EXCERPTED TEXT>
:::::
For the owners of Charlotte Pipe and Foundry, the Republican tax cut means more money to invest in a bigger furnace and new machines.
For their 1,400 employees, it means a $1,000 bonus.
That’s why two Republican members of Congress used the company as a backdrop Thursday to trumpet the cuts.
“This is going to have a real effect on real people,” Rep. Robert Pittenger of Charlotte told reporters. Rep. Richard Hudson of Concord said the cuts lifted a “wet blanket” from the economy.
Like GOP lawmakers around the country, Pittenger and Hudson are trying to sell the cuts, the biggest congressional achievement in the first year of the Trump administration.
Polls suggest that may not be easy.
Surveys have found many Americans skeptical of the cuts. One report last November found only about a third of people supported the $1.5 trillion Republican plan. This week, Raleigh’s left-leaning Public Policy Polling released a survey that shows 57 percent of North Carolinians believe the law disproportionately benefits corporations and the wealthy.
But a New York Time poll last week found that the number of people who approve of the tax cuts, though still lower than those who disapprove, has risen.
Ahead of mid-term elections that historically favor the party out of power, that’s good news for the congressional Republicans in power.
“Selling the benefits of one of the few major legislative accomplishments is critical for Republicans like Pittenger and Hudson,” said Michael Bitzer, a political scientist at Catawba College. “Certainly Pittenger’s Republican primary challenge will depend on him being able to go back to his base and say, ‘I’ve been able to help accomplish major legislative action.’ ”
Republicans won’t be the only ones selling the new law. The Washington Post reported that political action committees and industry groups allied with the GOP plan to spend millions on advertising intended to sell the benefit of the tax cuts to the middle-class.
“It’s unbelievable what this does for the middle-class, for the average working family,” said Charlotte Pipe CEO Roddey Dowd. “It’s money in their pocket.”
:::::
RECORDS PROVIDED>
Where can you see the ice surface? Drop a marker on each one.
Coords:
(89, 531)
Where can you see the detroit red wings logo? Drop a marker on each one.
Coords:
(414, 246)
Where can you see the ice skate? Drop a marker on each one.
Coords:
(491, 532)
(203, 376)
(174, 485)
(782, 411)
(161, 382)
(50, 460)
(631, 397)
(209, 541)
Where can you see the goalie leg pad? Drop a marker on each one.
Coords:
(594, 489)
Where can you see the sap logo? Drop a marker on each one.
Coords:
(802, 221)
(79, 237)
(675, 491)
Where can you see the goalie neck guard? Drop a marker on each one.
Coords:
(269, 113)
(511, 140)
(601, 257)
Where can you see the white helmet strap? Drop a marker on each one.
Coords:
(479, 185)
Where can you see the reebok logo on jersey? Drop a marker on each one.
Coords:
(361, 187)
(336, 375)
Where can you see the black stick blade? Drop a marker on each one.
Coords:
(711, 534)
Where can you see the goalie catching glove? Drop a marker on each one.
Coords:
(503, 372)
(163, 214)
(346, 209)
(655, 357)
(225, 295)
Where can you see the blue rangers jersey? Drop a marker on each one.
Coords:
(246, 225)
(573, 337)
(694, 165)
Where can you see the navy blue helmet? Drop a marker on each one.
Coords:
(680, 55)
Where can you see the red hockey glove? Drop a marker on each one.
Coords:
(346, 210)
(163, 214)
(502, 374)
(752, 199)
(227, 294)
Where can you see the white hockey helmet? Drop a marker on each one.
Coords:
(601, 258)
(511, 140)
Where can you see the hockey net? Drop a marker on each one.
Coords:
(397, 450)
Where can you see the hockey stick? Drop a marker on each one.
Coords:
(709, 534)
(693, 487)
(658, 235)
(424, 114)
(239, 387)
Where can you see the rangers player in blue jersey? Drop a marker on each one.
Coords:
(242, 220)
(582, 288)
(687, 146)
:::::
WHAT THE TASK REQUIRES>
In the article about the Republican tax cuts, what bonus do Charlotte Pipe and Foundry's 1,400 employees get?

EXPECTED ANSWER>
A $1,000 bonus.